**EXERCISE INSTRUCTIONS**
Nothing other than the lines from the one containing "Exercise. Point out the sneaker" through the close of the entries below should be printed, each exactly.

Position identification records

....

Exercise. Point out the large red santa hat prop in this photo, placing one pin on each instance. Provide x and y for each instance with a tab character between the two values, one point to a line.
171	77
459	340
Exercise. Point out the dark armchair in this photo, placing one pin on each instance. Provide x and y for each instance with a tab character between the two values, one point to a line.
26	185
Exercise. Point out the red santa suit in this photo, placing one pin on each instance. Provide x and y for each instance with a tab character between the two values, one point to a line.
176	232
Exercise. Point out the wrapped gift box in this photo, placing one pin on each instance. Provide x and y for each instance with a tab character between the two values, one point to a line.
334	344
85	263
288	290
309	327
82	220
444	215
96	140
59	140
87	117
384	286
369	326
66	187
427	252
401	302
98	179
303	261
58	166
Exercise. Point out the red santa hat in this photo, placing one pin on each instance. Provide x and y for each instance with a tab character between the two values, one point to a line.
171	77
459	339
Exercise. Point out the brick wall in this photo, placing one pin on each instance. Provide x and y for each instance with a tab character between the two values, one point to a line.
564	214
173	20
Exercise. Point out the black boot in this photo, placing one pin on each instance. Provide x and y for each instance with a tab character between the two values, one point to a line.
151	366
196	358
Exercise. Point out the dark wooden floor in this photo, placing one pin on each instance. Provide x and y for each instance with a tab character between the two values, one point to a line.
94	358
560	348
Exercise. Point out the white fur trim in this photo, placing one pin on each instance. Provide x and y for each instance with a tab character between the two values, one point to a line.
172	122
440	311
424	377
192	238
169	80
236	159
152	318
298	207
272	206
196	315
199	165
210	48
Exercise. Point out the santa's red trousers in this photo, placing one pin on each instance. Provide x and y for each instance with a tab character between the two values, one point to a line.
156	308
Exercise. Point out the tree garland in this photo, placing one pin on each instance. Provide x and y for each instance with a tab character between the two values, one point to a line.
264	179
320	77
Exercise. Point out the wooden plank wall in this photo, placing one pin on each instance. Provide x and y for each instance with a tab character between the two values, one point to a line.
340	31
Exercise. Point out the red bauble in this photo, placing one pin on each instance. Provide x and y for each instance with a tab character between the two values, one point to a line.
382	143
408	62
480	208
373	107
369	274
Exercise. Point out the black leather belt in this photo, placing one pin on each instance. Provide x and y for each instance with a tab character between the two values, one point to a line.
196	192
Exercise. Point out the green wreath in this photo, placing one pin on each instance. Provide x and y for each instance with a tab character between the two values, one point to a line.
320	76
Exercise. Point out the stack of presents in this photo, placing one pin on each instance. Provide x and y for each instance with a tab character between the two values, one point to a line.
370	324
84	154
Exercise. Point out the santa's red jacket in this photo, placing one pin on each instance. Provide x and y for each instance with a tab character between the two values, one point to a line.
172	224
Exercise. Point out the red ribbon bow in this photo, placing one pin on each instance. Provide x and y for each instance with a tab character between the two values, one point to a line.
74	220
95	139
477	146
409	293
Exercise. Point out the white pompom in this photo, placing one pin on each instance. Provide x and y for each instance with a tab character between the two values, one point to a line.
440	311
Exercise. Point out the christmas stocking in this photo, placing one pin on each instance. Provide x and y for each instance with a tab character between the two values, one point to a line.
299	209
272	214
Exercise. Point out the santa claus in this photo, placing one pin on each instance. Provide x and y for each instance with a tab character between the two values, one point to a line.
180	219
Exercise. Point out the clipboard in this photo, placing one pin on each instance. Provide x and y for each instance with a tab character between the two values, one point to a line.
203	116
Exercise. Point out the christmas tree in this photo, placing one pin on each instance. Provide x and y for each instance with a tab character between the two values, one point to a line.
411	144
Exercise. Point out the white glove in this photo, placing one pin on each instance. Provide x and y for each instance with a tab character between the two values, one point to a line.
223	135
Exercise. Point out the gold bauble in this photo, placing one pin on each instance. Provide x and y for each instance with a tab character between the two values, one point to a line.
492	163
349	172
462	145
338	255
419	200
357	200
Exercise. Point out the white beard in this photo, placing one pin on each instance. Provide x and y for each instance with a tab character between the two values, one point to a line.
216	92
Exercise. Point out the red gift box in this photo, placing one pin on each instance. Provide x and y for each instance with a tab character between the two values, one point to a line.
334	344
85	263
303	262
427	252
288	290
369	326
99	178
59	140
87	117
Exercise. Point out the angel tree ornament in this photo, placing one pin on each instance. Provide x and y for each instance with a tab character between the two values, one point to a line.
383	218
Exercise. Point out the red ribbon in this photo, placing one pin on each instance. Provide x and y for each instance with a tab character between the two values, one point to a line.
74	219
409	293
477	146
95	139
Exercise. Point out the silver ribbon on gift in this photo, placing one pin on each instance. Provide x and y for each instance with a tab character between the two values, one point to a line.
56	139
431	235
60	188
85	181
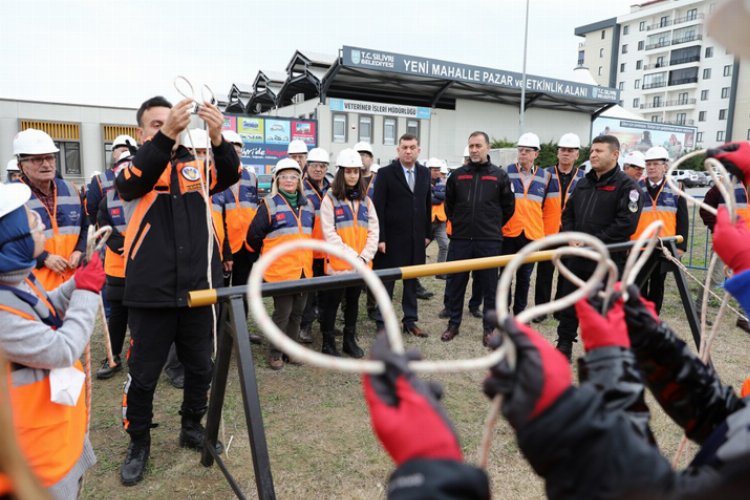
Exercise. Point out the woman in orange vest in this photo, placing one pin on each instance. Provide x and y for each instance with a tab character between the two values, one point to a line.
348	220
46	379
284	215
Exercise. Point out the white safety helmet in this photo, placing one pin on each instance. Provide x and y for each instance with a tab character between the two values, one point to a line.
286	164
529	140
318	155
232	137
569	140
635	158
349	158
296	146
194	138
33	142
436	163
656	153
12	166
124	140
364	147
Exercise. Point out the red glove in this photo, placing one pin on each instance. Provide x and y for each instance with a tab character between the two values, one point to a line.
91	276
732	242
404	410
602	331
735	156
542	374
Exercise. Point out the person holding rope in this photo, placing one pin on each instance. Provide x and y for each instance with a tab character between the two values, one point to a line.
166	200
348	219
284	215
43	335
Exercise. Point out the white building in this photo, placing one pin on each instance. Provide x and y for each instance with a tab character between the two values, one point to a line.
667	68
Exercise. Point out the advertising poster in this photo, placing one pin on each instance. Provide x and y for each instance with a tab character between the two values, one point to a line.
278	131
304	131
640	135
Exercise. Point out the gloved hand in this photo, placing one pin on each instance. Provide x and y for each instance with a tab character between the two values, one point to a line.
732	241
91	276
735	156
542	374
405	412
602	331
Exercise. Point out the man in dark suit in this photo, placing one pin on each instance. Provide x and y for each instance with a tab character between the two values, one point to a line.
403	202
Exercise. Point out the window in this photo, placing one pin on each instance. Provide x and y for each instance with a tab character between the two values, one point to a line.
390	132
412	127
339	127
365	128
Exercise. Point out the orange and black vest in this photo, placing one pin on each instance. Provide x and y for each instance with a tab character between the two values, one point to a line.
528	217
240	207
553	204
288	225
663	208
63	229
51	436
351	228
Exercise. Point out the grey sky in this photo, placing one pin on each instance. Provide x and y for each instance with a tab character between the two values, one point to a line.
118	53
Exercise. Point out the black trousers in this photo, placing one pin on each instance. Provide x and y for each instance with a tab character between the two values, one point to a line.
310	313
523	274
329	304
455	286
152	332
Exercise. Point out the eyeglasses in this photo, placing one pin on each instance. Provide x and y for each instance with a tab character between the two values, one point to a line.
39	160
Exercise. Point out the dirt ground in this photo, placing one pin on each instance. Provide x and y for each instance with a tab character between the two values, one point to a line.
317	426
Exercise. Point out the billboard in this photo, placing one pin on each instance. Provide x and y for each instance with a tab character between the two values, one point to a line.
638	135
266	138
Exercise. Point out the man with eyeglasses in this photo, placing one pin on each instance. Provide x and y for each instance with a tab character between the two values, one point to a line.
58	203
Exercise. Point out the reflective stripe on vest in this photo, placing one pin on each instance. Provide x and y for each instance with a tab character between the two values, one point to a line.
663	208
527	217
351	228
63	229
286	225
552	209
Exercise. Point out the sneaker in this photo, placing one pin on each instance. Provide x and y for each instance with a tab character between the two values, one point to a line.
106	371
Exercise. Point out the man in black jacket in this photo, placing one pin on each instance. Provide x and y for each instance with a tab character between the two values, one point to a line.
478	202
606	204
403	201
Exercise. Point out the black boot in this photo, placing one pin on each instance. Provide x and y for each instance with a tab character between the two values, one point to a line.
350	344
131	471
193	434
329	345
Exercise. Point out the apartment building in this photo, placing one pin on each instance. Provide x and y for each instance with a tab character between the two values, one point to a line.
669	70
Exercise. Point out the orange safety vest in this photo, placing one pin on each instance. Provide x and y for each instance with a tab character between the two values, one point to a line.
553	206
528	217
51	436
352	229
63	228
286	225
240	207
663	208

....

**SOLUTION TO THIS TASK**
Exercise. Point out the sneaker in this photo, placing one pin on each instance. Provide x and y for each instance with a tab character between the two values, one point to a line.
106	371
Exercise. Point out the man in black jacket in this photo, placing one pin on each instance. Provide x and y for each instance with a tab character between the two values, one point to a line.
478	202
606	204
403	201
Exercise. Point out the black boot in this photo, placing one pin on each instance. Provide x and y for each instance with a tab character between the two values, one point to a line.
350	344
131	471
193	434
329	345
Exercise. Point out the apartment building in this photo, placing one pin on each instance. Provide x and y for each instance with a tab character between the two values, one point to a line.
669	70
Exercise. Point out the orange safety vest in this photo, placing one pin on each instance. Provide x and y for each instance with a tab character between the two values, one point to a line.
553	206
528	217
51	436
352	229
63	228
286	225
240	207
663	208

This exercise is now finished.